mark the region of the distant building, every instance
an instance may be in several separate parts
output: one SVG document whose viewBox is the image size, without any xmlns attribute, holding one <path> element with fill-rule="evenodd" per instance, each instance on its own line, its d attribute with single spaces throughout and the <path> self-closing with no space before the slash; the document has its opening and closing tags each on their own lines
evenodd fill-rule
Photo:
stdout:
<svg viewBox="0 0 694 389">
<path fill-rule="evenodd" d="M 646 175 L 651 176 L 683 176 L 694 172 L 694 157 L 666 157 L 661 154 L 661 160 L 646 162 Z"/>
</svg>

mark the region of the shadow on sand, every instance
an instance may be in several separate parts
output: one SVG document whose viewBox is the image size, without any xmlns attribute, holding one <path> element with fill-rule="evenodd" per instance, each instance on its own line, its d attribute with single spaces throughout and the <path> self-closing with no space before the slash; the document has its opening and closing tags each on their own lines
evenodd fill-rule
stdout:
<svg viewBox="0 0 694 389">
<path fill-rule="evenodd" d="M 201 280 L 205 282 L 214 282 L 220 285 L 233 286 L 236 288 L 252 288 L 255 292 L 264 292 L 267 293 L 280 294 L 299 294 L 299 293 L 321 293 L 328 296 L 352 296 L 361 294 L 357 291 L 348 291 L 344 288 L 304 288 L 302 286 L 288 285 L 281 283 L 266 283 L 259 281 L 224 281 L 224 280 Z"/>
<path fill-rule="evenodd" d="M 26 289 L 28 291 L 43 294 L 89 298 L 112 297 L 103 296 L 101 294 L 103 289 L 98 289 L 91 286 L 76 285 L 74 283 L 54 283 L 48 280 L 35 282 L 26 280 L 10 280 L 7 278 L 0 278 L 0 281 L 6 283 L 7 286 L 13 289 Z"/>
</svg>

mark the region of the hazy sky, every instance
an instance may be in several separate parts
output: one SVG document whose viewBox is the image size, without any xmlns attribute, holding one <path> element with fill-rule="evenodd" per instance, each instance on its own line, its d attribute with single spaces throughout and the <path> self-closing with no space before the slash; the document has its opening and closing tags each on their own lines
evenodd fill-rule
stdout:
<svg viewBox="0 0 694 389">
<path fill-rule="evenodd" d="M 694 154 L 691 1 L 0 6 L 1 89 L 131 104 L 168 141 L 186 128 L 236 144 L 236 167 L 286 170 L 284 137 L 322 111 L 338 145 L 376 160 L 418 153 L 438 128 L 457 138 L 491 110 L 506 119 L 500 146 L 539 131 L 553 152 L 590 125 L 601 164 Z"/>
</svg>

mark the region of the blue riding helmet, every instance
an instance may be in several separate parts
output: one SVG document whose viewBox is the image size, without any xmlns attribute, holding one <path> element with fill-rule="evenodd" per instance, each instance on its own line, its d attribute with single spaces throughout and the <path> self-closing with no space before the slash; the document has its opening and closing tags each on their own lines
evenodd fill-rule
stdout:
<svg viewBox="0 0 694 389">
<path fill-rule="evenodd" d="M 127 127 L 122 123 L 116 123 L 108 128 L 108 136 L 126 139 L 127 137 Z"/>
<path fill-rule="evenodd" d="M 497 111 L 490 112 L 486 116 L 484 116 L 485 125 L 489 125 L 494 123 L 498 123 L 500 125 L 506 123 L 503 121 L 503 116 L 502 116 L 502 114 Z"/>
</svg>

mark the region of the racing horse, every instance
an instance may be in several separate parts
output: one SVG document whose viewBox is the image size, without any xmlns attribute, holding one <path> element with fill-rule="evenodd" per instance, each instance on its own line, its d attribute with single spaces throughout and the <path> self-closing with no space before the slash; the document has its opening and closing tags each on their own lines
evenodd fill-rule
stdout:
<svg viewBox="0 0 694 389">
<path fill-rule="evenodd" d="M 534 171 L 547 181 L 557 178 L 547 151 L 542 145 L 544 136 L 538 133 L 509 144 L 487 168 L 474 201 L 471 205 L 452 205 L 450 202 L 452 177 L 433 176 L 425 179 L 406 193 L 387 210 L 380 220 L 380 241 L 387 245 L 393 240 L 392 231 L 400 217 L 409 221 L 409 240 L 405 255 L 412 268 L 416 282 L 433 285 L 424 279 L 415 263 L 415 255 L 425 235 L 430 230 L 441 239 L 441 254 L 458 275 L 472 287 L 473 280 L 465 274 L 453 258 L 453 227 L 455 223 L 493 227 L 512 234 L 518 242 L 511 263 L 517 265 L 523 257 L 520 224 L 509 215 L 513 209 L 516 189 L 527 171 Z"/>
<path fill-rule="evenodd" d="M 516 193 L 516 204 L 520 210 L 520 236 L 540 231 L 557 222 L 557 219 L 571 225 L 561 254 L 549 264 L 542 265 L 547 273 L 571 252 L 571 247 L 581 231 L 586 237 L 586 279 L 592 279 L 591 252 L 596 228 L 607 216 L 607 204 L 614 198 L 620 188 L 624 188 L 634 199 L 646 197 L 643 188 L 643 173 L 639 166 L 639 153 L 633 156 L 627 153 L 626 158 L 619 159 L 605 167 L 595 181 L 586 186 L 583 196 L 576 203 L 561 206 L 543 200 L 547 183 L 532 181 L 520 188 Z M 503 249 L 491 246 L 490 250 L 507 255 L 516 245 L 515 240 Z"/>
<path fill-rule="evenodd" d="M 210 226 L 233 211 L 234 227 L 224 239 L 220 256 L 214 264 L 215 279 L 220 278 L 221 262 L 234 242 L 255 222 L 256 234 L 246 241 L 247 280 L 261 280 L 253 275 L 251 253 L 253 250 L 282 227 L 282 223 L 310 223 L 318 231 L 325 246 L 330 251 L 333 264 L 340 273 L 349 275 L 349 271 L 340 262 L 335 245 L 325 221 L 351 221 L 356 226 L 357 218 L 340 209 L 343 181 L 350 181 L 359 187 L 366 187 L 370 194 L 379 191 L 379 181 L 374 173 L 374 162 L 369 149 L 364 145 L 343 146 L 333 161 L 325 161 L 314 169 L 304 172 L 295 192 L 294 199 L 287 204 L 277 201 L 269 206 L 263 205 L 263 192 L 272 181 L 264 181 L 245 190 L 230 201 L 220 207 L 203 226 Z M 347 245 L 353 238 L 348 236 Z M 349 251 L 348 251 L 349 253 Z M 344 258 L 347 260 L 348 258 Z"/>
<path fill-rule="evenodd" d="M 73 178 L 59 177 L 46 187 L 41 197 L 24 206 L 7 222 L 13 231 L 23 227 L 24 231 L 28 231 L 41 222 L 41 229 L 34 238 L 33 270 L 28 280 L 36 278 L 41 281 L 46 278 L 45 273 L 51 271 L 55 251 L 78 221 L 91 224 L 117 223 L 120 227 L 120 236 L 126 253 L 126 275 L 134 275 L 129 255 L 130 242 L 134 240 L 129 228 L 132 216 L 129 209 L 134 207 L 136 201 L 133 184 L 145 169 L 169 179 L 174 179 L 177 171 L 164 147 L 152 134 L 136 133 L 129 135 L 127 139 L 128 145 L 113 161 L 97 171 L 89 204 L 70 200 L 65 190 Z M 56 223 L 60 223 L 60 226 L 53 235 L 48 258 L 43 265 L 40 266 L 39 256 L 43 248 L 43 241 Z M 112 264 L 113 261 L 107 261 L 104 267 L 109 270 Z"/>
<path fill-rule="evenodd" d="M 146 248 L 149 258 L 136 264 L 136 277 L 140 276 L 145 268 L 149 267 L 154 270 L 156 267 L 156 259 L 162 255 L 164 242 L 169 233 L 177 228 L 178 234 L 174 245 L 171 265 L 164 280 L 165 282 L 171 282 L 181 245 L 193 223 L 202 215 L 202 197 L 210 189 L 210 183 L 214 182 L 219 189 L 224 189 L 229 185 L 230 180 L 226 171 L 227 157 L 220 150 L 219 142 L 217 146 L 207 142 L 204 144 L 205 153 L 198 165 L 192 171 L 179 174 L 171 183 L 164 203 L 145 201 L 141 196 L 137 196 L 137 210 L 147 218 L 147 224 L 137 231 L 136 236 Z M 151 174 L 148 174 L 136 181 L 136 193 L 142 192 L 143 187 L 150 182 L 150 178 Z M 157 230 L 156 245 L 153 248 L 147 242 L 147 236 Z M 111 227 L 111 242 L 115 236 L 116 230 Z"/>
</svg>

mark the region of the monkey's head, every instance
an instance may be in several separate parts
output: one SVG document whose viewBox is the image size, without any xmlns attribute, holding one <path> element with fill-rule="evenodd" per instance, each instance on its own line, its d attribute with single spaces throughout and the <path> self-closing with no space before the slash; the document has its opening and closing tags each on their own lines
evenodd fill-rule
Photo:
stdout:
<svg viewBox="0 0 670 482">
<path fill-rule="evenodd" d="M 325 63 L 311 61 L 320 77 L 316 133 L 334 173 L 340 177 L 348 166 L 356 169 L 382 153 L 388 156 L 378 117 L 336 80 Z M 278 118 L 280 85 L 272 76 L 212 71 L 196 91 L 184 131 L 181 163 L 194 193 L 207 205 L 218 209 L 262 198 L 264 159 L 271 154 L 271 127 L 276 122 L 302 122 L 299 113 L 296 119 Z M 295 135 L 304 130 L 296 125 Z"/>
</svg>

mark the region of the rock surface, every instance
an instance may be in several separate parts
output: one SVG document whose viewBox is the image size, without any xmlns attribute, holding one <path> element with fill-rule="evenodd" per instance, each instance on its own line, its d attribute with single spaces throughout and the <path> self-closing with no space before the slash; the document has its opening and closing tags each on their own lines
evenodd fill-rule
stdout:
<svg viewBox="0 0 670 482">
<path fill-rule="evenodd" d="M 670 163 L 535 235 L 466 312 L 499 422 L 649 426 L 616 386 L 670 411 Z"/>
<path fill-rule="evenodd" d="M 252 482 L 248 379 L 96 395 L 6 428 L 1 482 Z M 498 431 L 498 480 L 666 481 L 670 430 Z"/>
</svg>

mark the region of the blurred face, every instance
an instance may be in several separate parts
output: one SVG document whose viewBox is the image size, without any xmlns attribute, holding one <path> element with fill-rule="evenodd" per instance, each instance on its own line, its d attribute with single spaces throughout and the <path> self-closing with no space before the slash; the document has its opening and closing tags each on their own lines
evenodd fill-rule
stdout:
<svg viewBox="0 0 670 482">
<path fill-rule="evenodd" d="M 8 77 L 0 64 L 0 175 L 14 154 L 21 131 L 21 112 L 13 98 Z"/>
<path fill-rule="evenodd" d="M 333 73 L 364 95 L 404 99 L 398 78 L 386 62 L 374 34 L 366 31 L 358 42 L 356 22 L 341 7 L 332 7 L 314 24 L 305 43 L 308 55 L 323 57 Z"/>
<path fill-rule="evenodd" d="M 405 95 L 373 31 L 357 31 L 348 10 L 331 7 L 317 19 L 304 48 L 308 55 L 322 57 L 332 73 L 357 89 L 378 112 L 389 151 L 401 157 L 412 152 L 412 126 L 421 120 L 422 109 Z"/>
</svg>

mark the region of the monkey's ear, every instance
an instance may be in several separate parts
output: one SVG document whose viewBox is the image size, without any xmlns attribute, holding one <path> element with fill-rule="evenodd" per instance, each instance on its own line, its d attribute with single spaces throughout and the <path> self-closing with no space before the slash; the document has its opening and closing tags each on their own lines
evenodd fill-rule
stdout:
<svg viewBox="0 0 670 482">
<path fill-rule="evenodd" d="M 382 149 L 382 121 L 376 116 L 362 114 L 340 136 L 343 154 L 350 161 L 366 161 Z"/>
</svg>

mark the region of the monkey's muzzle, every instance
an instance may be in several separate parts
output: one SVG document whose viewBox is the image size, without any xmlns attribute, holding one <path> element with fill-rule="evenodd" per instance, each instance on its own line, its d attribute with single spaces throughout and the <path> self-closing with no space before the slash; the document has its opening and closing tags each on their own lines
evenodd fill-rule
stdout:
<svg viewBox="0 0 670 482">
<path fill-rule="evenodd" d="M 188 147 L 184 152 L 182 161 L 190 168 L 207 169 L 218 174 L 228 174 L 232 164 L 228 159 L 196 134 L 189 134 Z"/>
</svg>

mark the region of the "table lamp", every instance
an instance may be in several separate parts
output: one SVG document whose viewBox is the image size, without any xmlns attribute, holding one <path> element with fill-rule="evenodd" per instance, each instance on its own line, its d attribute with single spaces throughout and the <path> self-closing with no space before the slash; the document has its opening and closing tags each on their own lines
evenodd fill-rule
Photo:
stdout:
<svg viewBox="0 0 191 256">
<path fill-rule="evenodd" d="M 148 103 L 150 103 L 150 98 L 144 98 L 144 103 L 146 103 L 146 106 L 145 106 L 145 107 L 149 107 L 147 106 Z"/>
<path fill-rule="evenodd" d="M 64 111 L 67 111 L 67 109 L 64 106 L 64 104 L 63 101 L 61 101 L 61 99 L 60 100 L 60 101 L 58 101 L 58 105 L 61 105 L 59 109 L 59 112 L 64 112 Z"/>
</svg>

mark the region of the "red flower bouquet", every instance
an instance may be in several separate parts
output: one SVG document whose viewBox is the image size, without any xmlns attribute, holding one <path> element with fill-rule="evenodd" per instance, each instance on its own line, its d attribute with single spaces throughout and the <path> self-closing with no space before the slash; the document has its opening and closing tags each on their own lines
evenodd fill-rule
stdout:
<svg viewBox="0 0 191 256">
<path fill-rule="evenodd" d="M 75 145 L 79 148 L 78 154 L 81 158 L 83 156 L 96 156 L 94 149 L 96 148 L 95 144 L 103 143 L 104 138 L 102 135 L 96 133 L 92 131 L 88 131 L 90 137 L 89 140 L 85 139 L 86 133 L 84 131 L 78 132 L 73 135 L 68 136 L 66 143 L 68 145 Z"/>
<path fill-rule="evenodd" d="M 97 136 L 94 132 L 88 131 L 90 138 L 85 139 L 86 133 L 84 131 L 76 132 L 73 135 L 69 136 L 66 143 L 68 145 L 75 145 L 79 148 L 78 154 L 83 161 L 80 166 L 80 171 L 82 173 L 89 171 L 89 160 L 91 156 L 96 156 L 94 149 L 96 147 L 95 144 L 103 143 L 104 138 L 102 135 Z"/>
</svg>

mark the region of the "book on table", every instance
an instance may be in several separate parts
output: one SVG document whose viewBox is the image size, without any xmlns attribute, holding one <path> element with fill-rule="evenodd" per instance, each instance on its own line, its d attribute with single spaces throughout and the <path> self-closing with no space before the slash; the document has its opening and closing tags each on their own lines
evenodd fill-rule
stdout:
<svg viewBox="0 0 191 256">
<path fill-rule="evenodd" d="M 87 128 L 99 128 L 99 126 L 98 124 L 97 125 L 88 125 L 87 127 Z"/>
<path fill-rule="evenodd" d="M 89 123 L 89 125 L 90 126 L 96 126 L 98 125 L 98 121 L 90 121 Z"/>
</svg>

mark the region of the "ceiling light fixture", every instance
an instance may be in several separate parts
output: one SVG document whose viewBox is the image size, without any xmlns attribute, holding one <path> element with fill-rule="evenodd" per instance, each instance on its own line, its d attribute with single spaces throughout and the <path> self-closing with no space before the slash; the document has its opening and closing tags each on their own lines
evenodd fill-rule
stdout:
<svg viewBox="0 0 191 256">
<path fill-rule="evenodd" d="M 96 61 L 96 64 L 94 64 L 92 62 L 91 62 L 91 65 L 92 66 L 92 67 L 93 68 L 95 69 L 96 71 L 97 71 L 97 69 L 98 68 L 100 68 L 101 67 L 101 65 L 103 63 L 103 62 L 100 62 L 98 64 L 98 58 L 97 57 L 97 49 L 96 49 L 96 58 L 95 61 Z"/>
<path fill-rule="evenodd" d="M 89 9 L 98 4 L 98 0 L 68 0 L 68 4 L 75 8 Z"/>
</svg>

Task brief
Rewrite the lines between the ones holding "mark the region of the blurred" and "333 73 L 364", inclusive, increasing every number in the SVG output (the viewBox values and all path coordinates) by 100 and copying every other line unchanged.

Problem solution
mark the region of the blurred face, every instance
an instance may be in several separate parts
output: one SVG document whose viewBox is the image size, without any xmlns attribute, holding one <path> element with fill-rule="evenodd" per instance, each instance on its own line, its d attribute with single spaces throughout and the <path> self-closing with no space before the slash; the document has its opening and closing tags each on their own lines
evenodd fill-rule
stdout:
<svg viewBox="100 100 770 582">
<path fill-rule="evenodd" d="M 108 177 L 100 164 L 100 275 L 114 254 L 121 231 L 121 212 L 113 198 Z"/>
<path fill-rule="evenodd" d="M 433 173 L 464 195 L 504 199 L 498 178 L 486 162 L 474 134 L 466 131 L 458 142 L 456 122 L 441 107 L 432 107 L 414 124 L 405 143 L 408 155 L 423 157 Z"/>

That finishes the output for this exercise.